Please report how many lines in the records below contain "bench". Reply with the number alone.

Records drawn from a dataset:
[Start of section]
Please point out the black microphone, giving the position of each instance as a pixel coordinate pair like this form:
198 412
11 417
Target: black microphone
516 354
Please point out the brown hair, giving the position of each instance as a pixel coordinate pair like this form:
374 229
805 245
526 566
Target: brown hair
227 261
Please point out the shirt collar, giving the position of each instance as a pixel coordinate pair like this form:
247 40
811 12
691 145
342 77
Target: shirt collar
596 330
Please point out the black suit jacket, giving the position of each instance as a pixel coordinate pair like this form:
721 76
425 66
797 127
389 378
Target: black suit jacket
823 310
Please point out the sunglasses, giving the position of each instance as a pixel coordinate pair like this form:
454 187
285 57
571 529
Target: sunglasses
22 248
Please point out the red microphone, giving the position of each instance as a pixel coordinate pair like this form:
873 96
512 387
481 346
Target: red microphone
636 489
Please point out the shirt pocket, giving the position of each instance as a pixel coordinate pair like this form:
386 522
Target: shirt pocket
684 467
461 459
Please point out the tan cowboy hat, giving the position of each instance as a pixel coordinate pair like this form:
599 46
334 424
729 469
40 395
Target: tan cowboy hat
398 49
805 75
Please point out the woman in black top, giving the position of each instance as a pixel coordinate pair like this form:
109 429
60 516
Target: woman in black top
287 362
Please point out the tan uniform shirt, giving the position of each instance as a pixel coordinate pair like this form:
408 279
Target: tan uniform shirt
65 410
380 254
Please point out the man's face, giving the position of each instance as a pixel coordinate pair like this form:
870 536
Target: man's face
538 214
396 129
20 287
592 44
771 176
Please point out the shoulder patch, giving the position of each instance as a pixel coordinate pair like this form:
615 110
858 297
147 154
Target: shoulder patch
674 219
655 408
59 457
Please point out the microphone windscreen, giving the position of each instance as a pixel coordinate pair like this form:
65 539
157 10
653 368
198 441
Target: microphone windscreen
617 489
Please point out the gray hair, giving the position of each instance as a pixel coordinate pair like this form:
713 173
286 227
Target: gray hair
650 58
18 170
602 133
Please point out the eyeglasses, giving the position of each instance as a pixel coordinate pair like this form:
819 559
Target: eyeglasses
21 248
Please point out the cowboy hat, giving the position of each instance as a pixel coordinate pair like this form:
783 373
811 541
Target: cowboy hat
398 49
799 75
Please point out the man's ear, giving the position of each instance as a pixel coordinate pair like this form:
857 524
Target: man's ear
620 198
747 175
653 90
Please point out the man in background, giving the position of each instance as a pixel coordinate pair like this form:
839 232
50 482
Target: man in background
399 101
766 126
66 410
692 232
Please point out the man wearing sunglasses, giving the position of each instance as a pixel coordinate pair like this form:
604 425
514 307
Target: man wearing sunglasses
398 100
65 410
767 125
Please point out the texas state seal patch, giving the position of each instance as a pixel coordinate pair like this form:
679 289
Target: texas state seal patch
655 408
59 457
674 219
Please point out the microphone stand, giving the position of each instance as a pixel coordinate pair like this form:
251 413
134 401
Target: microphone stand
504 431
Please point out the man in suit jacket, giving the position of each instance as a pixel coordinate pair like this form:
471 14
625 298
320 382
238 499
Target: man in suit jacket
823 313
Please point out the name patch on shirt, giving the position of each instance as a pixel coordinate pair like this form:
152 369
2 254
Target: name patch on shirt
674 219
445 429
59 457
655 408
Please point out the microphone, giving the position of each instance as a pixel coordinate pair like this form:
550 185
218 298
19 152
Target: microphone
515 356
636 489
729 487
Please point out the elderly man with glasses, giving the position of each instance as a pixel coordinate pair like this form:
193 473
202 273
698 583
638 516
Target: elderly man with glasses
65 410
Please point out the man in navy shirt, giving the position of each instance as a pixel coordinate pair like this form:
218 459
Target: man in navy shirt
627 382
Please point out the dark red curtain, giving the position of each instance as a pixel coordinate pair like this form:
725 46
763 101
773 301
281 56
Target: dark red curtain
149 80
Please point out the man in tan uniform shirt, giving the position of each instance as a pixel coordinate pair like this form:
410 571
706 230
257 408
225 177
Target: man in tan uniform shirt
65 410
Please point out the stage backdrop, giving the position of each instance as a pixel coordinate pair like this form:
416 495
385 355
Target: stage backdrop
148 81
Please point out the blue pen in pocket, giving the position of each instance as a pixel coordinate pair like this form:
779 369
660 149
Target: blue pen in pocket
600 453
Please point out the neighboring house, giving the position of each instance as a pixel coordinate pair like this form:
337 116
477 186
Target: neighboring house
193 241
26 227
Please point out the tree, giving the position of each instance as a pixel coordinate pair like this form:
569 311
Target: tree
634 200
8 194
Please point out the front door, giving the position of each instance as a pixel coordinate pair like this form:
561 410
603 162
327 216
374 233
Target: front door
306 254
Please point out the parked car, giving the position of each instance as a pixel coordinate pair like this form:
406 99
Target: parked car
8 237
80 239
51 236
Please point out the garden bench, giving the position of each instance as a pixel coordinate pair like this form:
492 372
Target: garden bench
[End of section]
RESULT: 2